Exercise tasks:
a. In the post on shorthand words, what is "Jelly" said to be short for?
b. Transcribe the stretch of the post on shorthand words from "Another pet peeve" through "the first place.", reproducing it character for character.

___ Extract to read

Shorthand Words to Eliminate From our Vocabulary…Now
I’m a writer. I like words. I also hate words. What people say in daily conversation rarely makes sense on paper. Using acronyms and emoticons are infuriating—especially to an editor.
Here’s an example: I teach undergraduate journalism courses at a couple of universities in the area. I once had a student hand write me a note and used a colon and parentheses to create a smiley face at the end of her letter. How did shorthand typing evolve into writing?
Another pet peeve of mine is when I get emails (usually from college students looking for an internship) using strange shorthand and emoticons. Talk about unprofessional!
I recently wrote a post listing words that should be banned in 2012. I’ve found en even better list on PR Daily by Arik Hanson on 28 shorthand words to eliminate from our lexicon forever. I had to share—and add my own two cents of course!
“29 terms we obvi need to totes elims from our lexi forevs.”
Did you understand that? Don’t worry, you’re not alone.
I know we’re turning into a texting culture full of shortened and unintelligible words. But we’re destroying our language. At some point, we need to draw a line in the sand. Today’s the day. —PR Daily
- Totes: Shorthand for “totally” which should have stayed in the 80s where it belonged in the first place.
- Tweeps: A conjunction formed from Twitter and Peeps, which is shorthand for people.
- Jelly: Short for jealous. I have never heard this one before—and I hope I never do.

______
___ Data extract

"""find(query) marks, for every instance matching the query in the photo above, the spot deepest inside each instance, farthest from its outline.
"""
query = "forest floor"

______

Answers below:
a. Jealous.

b.
Another pet peeve of mine is when I get emails (usually from college students looking for an internship) using strange shorthand and emoticons. Talk about unprofessional!
I recently wrote a post listing words that should be banned in 2012. I’ve found en even better list on PR Daily by Arik Hanson on 28 shorthand words to eliminate from our lexicon forever. I had to share—and add my own two cents of course!
“29 terms we obvi need to totes elims from our lexi forevs.”
Did you understand that? Don’t worry, you’re not alone.
I know we’re turning into a texting culture full of shortened and unintelligible words. But we’re destroying our language. At some point, we need to draw a line in the sand. Today’s the day. —PR Daily
- Totes: Shorthand for “totally” which should have stayed in the 80s where it belonged in the first place.